--- Begin PROVIDED RECORDS ---

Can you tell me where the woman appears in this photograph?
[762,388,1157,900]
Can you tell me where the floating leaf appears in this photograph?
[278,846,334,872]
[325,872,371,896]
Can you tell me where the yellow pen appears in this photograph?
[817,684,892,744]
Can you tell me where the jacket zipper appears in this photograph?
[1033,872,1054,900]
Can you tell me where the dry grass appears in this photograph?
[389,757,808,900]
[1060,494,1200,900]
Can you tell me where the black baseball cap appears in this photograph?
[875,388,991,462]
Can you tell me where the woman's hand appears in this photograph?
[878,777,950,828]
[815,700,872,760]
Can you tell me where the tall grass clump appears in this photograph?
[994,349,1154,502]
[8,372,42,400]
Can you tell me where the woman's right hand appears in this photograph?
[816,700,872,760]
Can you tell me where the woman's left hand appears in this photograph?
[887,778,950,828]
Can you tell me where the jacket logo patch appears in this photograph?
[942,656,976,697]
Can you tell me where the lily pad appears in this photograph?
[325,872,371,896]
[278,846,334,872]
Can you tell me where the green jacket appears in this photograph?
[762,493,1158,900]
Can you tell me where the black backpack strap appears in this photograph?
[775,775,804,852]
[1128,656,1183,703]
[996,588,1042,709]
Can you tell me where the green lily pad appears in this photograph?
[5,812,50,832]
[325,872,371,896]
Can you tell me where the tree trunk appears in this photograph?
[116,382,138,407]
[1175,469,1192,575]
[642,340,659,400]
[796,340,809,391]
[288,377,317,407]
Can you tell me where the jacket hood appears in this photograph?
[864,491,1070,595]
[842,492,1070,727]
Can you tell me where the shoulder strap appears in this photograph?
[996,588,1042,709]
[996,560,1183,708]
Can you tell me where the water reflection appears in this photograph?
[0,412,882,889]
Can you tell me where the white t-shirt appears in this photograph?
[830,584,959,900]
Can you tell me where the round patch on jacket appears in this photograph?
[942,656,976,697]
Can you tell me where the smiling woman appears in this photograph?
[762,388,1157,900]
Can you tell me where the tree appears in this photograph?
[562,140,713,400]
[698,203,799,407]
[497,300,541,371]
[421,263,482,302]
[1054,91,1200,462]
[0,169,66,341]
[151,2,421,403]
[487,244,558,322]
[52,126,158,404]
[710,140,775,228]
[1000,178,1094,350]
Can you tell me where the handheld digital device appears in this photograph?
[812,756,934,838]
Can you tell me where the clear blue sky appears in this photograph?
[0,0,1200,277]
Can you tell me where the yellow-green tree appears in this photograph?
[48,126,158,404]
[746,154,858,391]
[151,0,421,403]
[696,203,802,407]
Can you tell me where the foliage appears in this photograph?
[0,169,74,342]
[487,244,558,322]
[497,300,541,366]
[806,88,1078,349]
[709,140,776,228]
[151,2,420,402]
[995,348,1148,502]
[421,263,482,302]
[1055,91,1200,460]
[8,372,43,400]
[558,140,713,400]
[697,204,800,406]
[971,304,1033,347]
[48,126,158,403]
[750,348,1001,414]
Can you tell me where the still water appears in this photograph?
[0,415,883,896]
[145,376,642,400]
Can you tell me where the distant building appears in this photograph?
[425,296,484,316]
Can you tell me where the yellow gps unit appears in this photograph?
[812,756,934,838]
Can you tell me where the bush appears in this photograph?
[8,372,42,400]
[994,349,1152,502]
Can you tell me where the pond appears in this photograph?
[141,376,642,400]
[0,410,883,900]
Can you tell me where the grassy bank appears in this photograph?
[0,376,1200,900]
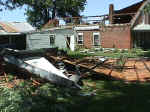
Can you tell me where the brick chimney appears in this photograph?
[109,4,114,24]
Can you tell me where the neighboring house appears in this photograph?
[100,0,150,49]
[75,0,150,49]
[26,0,150,51]
[27,26,75,51]
[0,22,35,50]
[74,25,101,48]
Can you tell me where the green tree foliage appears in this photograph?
[0,0,86,27]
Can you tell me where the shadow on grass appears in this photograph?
[1,77,150,112]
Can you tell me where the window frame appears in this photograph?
[93,32,100,46]
[49,34,56,45]
[77,33,84,45]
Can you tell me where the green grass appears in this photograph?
[0,79,150,112]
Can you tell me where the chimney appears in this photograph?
[109,4,114,24]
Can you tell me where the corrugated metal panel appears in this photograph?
[74,26,100,30]
[0,22,35,33]
[133,24,150,31]
[11,22,35,32]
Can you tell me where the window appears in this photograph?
[93,33,100,46]
[50,35,55,45]
[77,33,83,45]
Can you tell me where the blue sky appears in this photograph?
[0,0,142,22]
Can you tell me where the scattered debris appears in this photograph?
[1,49,81,89]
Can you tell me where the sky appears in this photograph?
[0,0,142,22]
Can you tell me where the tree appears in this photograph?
[0,0,86,27]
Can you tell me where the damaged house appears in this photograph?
[27,26,75,51]
[100,0,150,49]
[24,0,150,51]
[74,0,150,49]
[0,22,35,50]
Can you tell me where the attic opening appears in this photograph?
[109,1,144,24]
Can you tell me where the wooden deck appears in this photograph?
[47,56,150,82]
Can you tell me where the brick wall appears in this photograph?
[101,25,132,49]
[77,30,100,49]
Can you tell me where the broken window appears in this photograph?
[50,35,55,45]
[77,33,83,45]
[93,33,100,46]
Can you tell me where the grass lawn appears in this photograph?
[0,75,150,112]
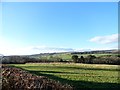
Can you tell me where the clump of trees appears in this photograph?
[72,55,120,65]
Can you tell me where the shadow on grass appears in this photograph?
[28,70,120,90]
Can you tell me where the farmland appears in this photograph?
[11,63,120,90]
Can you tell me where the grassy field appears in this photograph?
[12,63,120,90]
[32,53,118,61]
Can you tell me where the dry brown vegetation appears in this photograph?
[2,65,73,90]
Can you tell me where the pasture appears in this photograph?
[11,63,120,90]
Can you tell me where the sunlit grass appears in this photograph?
[10,63,120,88]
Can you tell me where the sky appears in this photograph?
[0,2,118,55]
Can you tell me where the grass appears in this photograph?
[12,63,120,90]
[32,53,118,61]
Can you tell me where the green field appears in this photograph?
[12,63,120,90]
[30,53,118,61]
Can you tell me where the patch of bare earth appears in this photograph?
[2,65,73,90]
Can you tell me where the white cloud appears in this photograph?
[89,34,120,44]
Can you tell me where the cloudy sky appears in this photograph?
[0,2,118,55]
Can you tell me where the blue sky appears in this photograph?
[0,2,118,55]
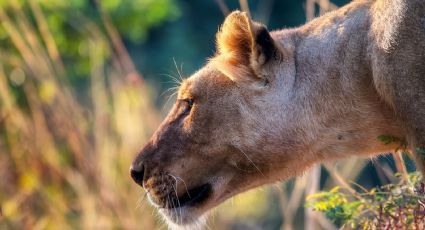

--- End PROVIDED RECORDS ---

**DESCRIPTION OF THE TASK:** Copy all of the entries above word for word. Leave out the pictures.

**FULL SOLUTION:**
Can you tell me where the woman appears in this photograph?
[762,388,1157,900]
Can you tell me where the floating leaf appears in this photograph?
[278,846,334,872]
[325,872,371,896]
Can you tell me where the yellow pen appears in this photograph?
[817,684,892,744]
Can you tell me where the jacket zipper appears in this photograph?
[1033,872,1054,900]
Can you tell me where the dry grass appears in this photograph?
[389,757,808,900]
[1060,494,1200,900]
Can you tell me where the black baseball cap appears in this photograph?
[875,388,991,462]
Can you tell me where the woman's hand appears in this photograph?
[878,777,950,828]
[815,700,872,760]
Can you tell me where the tall grass clump appears in this photograph?
[994,349,1154,502]
[8,372,42,400]
Can you tell me where the woman's right hand appears in this photograph?
[816,700,872,760]
Can you tell me where the woman's left hand appears in this photograph?
[887,778,950,828]
Can you tell me where the jacket logo patch appears in this photograph?
[942,656,976,697]
Can you tell me where the lily pad appears in this photograph?
[325,872,371,896]
[278,846,334,872]
Can you tell me where the green jacket appears in this photograph?
[762,493,1158,900]
Can you tell me where the black backpack strap appears in this photograph?
[775,775,804,852]
[1128,656,1183,703]
[996,588,1042,709]
Can you tell me where the green lily pad appears in this photograph?
[5,812,50,832]
[325,872,371,896]
Can you tell me where the tree trunk appears in this photograph?
[116,382,138,407]
[1175,469,1192,575]
[642,340,659,400]
[796,340,809,391]
[288,377,317,407]
Can you tell me where the jacket hood appears in this photograph?
[864,491,1070,595]
[842,492,1070,727]
Can you tell me where the shoulder strap appears in this photograph?
[996,588,1042,709]
[996,560,1183,708]
Can you tell me where the water reflection appears in this photograph?
[0,412,882,889]
Can you tell me where the white t-shirt appears in this photograph?
[830,584,959,900]
Can you tell me where the round patch on jacket appears in this photograph?
[942,656,976,697]
Can you tell me where the smiling woman appears in this photograph?
[762,388,1157,900]
Can you tell me where the tree appears in this photograph?
[562,140,713,400]
[698,203,799,407]
[497,300,541,371]
[421,263,482,302]
[1054,91,1200,462]
[0,169,66,341]
[151,2,421,403]
[487,244,558,322]
[52,126,158,404]
[710,140,775,228]
[1000,178,1094,350]
Can you tell me where the handheld digital device appears in this photograph?
[812,756,934,838]
Can you tell me where the clear blue sky appears in this photograph?
[0,0,1200,277]
Can you tell me where the yellow-green tree appears in this photograph?
[48,126,158,404]
[746,154,858,391]
[151,0,421,403]
[696,203,802,407]
Can you tell me where the foliage appears in this photograph?
[0,169,74,342]
[487,244,558,322]
[497,300,541,366]
[806,88,1078,349]
[709,140,776,228]
[151,2,420,402]
[995,348,1148,502]
[421,263,482,302]
[1055,91,1200,460]
[8,372,43,400]
[558,140,713,400]
[697,204,800,406]
[971,304,1033,347]
[48,126,158,403]
[750,348,1001,414]
Can you tell me where the still water appears in this photograph?
[0,415,883,896]
[145,376,642,400]
Can you tell me where the distant building appears in this photograph?
[425,296,484,316]
Can you tell me where the yellow gps unit appears in this photograph?
[812,756,934,838]
Can you tell me where the bush appears in this photograph?
[8,372,42,400]
[994,349,1152,502]
Can you tell me where the pond appears in this photograph?
[141,376,642,400]
[0,410,883,900]
Can you tell me where the grassy bank appears in this photograph?
[0,376,1200,900]
Can you tell me where the brick chimney appears in this photograph?
[109,4,114,24]
Can you tell me where the neighboring house appears in this photograph?
[100,0,150,49]
[75,0,150,49]
[26,0,150,51]
[27,26,75,51]
[0,22,35,50]
[74,25,101,48]
Can you tell me where the green tree foliage appears in this photograph?
[0,0,86,27]
Can you tell me where the shadow on grass appears in this photograph?
[1,77,150,112]
Can you tell me where the window frame appears in this photograph?
[93,32,100,46]
[49,34,56,45]
[77,33,84,45]
Can you tell me where the green grass appears in this photograph?
[0,79,150,112]
Can you tell me where the chimney appears in this photograph?
[109,4,114,24]
Can you tell me where the corrugated metal panel appears in this photograph?
[74,26,100,30]
[0,22,35,33]
[133,24,150,31]
[11,22,35,32]
Can you tell me where the window appears in this photograph?
[93,33,100,46]
[50,35,55,45]
[77,33,83,45]
Can you tell me where the blue sky appears in this photograph?
[0,0,142,22]
Can you tell me where the scattered debris appears in this photograph?
[1,49,81,89]
Can you tell me where the sky appears in this photograph?
[0,0,142,22]
Can you tell me where the tree appears in this photograph?
[0,0,86,27]
Can you tell me where the damaged house appears in this photograph?
[27,26,75,51]
[100,0,150,49]
[24,0,150,51]
[74,0,150,49]
[0,22,35,50]
Can you tell me where the attic opening appears in this photograph?
[109,1,144,24]
Can you tell me where the wooden deck appears in this photograph?
[47,56,150,82]
Can you tell me where the brick wall appears in this photograph?
[101,25,132,49]
[77,30,100,49]
Can you tell me where the broken window appears in this photograph?
[50,35,55,45]
[77,33,83,45]
[93,33,100,46]
Can you tell me where the grass lawn appears in this photograph?
[0,75,150,112]
Can you tell me where the clump of trees appears in this photograph?
[72,55,120,65]
Can you tell me where the shadow on grass appears in this photograph?
[28,70,120,90]
Can you tell me where the farmland appears in this photograph?
[11,63,120,90]
Can you tell me where the grassy field appears in this photograph?
[12,63,120,90]
[32,53,118,61]
Can you tell me where the dry brown vegetation appears in this photograph?
[2,65,73,90]
Can you tell me where the pasture appears in this photograph?
[11,63,120,90]
Can you tell me where the sunlit grass appears in this photograph?
[10,63,120,88]
Can you tell me where the sky appears in this photograph?
[0,2,118,55]
Can you tell me where the grass appears in this photograph?
[12,63,120,90]
[32,53,118,61]
Can you tell me where the green field appears in this photograph?
[12,63,120,90]
[30,53,118,61]
Can you tell me where the patch of bare earth appears in this photograph?
[2,65,73,90]
Can you tell me where the white cloud appears in this photograph?
[89,34,120,44]
Can you tell me where the cloudy sky appears in this photograph?
[0,2,118,55]
Can you tell me where the blue sky appears in this photograph?
[0,2,118,55]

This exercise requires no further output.